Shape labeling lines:
##########

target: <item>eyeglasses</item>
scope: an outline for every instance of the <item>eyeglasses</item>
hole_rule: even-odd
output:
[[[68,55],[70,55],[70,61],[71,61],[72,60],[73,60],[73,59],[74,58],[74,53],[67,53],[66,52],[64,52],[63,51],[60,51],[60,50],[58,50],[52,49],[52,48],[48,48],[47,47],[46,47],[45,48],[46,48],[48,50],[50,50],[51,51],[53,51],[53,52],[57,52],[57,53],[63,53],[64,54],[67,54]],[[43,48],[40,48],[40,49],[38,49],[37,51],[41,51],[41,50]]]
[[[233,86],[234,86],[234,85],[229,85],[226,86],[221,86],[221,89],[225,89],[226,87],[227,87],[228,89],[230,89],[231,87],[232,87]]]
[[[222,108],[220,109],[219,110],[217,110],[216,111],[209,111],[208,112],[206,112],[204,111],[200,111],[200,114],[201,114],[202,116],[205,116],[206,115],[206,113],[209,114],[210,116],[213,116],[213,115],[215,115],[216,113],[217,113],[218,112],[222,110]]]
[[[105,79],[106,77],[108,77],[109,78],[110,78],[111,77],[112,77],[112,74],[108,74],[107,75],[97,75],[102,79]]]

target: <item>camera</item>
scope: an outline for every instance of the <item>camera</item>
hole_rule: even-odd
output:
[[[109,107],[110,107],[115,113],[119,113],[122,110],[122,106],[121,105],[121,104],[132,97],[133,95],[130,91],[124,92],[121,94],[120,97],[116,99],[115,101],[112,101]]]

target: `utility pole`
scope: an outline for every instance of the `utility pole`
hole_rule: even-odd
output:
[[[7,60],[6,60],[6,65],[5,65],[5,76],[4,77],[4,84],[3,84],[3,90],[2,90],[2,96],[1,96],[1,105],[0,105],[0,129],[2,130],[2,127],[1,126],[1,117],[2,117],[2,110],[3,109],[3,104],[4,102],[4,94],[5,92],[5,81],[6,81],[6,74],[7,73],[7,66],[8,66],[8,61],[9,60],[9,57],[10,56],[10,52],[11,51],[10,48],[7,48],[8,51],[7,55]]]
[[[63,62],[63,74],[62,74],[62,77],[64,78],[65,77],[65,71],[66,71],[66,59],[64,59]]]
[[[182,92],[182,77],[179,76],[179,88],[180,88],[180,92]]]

##########

Instruction
Reproduce all of the lines above without changing anything.

Correct answer
target: <item>eyeglasses</item>
scope: an outline for every instance of the <item>eyeglasses</item>
hole_rule: even-odd
output:
[[[68,55],[70,55],[70,61],[71,61],[72,60],[73,60],[73,59],[74,58],[74,53],[67,53],[66,52],[64,52],[63,51],[60,51],[60,50],[58,50],[52,49],[52,48],[48,48],[47,47],[46,47],[45,48],[46,48],[48,50],[50,50],[51,51],[53,51],[53,52],[57,52],[57,53],[63,53],[64,54],[67,54]],[[43,48],[40,48],[40,49],[38,49],[37,51],[41,51],[41,50]]]
[[[233,86],[234,86],[234,85],[229,85],[226,86],[221,86],[221,89],[225,89],[226,87],[227,87],[228,89],[230,89],[231,87],[232,87]]]
[[[222,108],[220,109],[219,110],[217,110],[216,111],[209,111],[208,112],[206,112],[204,111],[200,111],[200,114],[201,114],[202,116],[205,116],[206,115],[206,113],[209,114],[210,116],[213,116],[213,115],[215,115],[216,113],[217,113],[218,112],[222,110]]]
[[[105,79],[106,77],[108,77],[109,78],[110,78],[111,77],[112,77],[112,74],[108,74],[107,75],[97,75],[102,79]]]

target: <item>camera</item>
scope: an outline for every instance of the <item>camera</item>
hole_rule: even-odd
output:
[[[109,107],[110,107],[115,113],[119,113],[122,110],[122,106],[121,105],[121,104],[132,97],[133,95],[130,91],[124,92],[121,94],[120,97],[116,99],[115,101],[112,101]]]

target: `utility pole`
scope: an outline for every instance of the `utility pole`
hole_rule: even-odd
output:
[[[7,60],[6,60],[6,65],[5,65],[5,76],[4,77],[4,84],[3,84],[3,90],[2,90],[2,96],[1,96],[1,105],[0,105],[0,129],[2,130],[2,127],[1,126],[1,117],[2,117],[2,110],[3,109],[3,104],[4,102],[4,94],[5,92],[5,81],[6,81],[6,74],[7,73],[7,66],[8,66],[8,61],[9,60],[9,57],[10,56],[10,52],[11,51],[10,48],[7,48],[8,51],[7,55]]]
[[[63,62],[63,74],[62,74],[62,77],[64,78],[65,77],[65,71],[66,71],[66,59],[64,59]]]
[[[182,92],[182,77],[179,76],[179,88],[180,88],[180,92]]]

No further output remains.